Richtlijn 1972/425 - Wijziging van de Richtlijn van de Raad van 20 december 1968 houdende verplichting voor de lidstaten van de E.E.G. om minimumvoorraden ruwe aardolie en/of aardolieprodukten in opslag te houden

Inhoudsopgave

  1. Wettekst
  2. 31972L0425

1.

Wettekst

Avis juridique important

|

2.

31972L0425

Richtlijn 72/425/EEG van de Raad van 19 december 1972 tot wijziging van de Richtlijn van de Raad van 20 december 1968 houdende verplichting voor de Lid-Staten van de E.E.G. om minimumvoorraden ruwe aardolie en/of aardolieprodukten in opslag te houden

Publicatieblad Nr. L 291 van 28/12/1972 blz. 0154 - 0154

Bijzondere uitgave in het Fins: Hoofdstuk 12 Deel 1 blz. 0042

Bijzondere uitgave in het Deens: Serie I Hoofdstuk 1972(28.12) blz. 0022

Bijzondere uitgave in het Zweeds: Hoofdstuk 12 Deel 1 blz. 0042

Bijzondere uitgave in het Engels: Serie I Hoofdstuk 1972(28-30.12) blz. 0069

Bijzondere uitgave in het Grieks: Hoofdstuk 10 Deel 1 blz. 0048

Bijzondere uitgave in het Spaans: Hoofdstuk 12 Deel 1 blz. 0165

Bijzondere uitgave in het Portugees: Hoofdstuk 12 Deel 1 blz. 0165

++++

RICHTLIJN VAN DE RAAD

van 19 december 1972

tot wijziging van de richtlijn van de Raad van 20 december 1968 houdende verplichting voor de Lid-Staten van de E.E.G . om minimumvoorraden ruwe aardolie en/of aardolieprodukten in opslag te houden

( 72/425/EEG )

--*--

Korte opgave 1
Vat de tekst over richtlijn 72/425/EEG samen in twee zinnen.
De leestekst en de records staan los van elkaar.

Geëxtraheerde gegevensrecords
--*--

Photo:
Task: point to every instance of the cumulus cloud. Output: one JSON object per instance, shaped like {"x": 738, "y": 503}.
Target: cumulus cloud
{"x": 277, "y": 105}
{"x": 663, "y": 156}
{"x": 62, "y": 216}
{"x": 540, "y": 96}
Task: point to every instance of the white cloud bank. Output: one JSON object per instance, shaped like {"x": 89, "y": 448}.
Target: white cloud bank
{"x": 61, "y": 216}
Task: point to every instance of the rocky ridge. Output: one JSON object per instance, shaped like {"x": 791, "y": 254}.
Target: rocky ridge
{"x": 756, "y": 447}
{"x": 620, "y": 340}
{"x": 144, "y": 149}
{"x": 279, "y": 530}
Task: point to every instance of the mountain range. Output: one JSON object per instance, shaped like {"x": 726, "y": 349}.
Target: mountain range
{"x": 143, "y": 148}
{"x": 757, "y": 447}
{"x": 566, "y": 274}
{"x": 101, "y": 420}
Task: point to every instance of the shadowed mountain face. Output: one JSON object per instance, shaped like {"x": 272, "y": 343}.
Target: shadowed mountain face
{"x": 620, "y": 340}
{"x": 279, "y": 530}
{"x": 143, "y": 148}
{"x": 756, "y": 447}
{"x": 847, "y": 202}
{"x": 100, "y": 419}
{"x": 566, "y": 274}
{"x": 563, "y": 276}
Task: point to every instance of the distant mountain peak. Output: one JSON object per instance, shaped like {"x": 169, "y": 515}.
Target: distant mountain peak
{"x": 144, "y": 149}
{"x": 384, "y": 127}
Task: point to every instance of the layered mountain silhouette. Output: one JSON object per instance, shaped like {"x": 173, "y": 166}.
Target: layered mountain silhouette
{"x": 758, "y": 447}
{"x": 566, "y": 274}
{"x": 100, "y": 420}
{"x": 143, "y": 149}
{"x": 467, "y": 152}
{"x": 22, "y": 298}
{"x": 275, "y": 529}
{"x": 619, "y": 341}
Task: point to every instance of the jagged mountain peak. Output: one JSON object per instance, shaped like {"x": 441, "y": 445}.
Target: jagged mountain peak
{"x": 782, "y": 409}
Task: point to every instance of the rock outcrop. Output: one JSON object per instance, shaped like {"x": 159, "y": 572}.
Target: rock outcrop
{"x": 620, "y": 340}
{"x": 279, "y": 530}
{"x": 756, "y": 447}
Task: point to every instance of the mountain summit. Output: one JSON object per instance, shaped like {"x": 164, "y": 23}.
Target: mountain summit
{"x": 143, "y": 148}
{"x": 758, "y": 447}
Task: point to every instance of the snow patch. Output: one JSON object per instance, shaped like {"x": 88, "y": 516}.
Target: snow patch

--*--

Korte opgave 2
Geef in de records alles opnieuw weer vanaf de regel met "Task: point to every instance of the distant" tot en met het einde van de records, opdrachten inbegrepen. Verhoog daarbij elke coördinaat in de antwoorden met 112.

Antwoord opgave 1
Richtlijn 72/425/EEG van de Raad van 19 december 1972 wijzigt de richtlijn van de Raad van 20 december 1968 die de lidstaten van de E.E.G. verplicht minimumvoorraden ruwe aardolie en/of aardolieprodukten in opslag te houden. De richtlijn staat in Publicatieblad Nr. L 291 van 28/12/1972 en verscheen ook in bijzondere uitgaven in het Fins, Deens, Zweeds, Engels, Grieks, Spaans en Portugees.

Antwoord opgave 2
Task: point to every instance of the distant mountain peak. Output: one JSON object per instance, shaped like {"x": 169, "y": 515}.
Target: distant mountain peak
{"x": 256, "y": 261}
{"x": 496, "y": 239}
Task: point to every instance of the layered mountain silhouette. Output: one JSON object per instance, shaped like {"x": 173, "y": 166}.
Target: layered mountain silhouette
{"x": 870, "y": 559}
{"x": 678, "y": 386}
{"x": 212, "y": 532}
{"x": 255, "y": 261}
{"x": 579, "y": 264}
{"x": 134, "y": 410}
{"x": 387, "y": 641}
{"x": 731, "y": 453}
Task: point to every instance of the jagged mountain peak. Output: one JSON object per instance, shaped like {"x": 441, "y": 445}.
Target: jagged mountain peak
{"x": 894, "y": 521}
Task: point to every instance of the rock outcrop. Output: one JSON object per instance, shaped like {"x": 159, "y": 572}.
Target: rock outcrop
{"x": 732, "y": 452}
{"x": 391, "y": 642}
{"x": 868, "y": 559}
Task: point to every instance of the mountain summit. Output: one JSON object per instance, shaped like {"x": 164, "y": 23}.
Target: mountain summit
{"x": 255, "y": 260}
{"x": 870, "y": 559}
Task: point to every instance of the snow patch. Output: one JSON object per instance, shaped like {"x": 88, "y": 516}.
Target: snow patch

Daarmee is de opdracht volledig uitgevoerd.